Output the following data exactly.

=== Section Start ===

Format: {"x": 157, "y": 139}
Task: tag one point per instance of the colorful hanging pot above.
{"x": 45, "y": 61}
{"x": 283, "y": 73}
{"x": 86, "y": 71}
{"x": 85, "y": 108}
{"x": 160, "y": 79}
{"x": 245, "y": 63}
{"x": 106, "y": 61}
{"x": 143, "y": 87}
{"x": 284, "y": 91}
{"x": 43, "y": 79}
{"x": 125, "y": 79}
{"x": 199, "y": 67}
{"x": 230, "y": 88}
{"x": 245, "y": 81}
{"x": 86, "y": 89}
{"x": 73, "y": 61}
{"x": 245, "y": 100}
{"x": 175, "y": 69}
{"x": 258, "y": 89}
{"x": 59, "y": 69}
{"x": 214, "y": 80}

=== Section End ===

Final answer:
Format: {"x": 157, "y": 139}
Task: tag one point per instance of the colorful hanging pot above.
{"x": 45, "y": 61}
{"x": 283, "y": 73}
{"x": 86, "y": 71}
{"x": 85, "y": 108}
{"x": 160, "y": 79}
{"x": 245, "y": 63}
{"x": 106, "y": 61}
{"x": 143, "y": 87}
{"x": 284, "y": 91}
{"x": 43, "y": 79}
{"x": 125, "y": 79}
{"x": 199, "y": 67}
{"x": 230, "y": 88}
{"x": 245, "y": 81}
{"x": 86, "y": 89}
{"x": 73, "y": 61}
{"x": 245, "y": 100}
{"x": 175, "y": 69}
{"x": 258, "y": 89}
{"x": 59, "y": 69}
{"x": 214, "y": 80}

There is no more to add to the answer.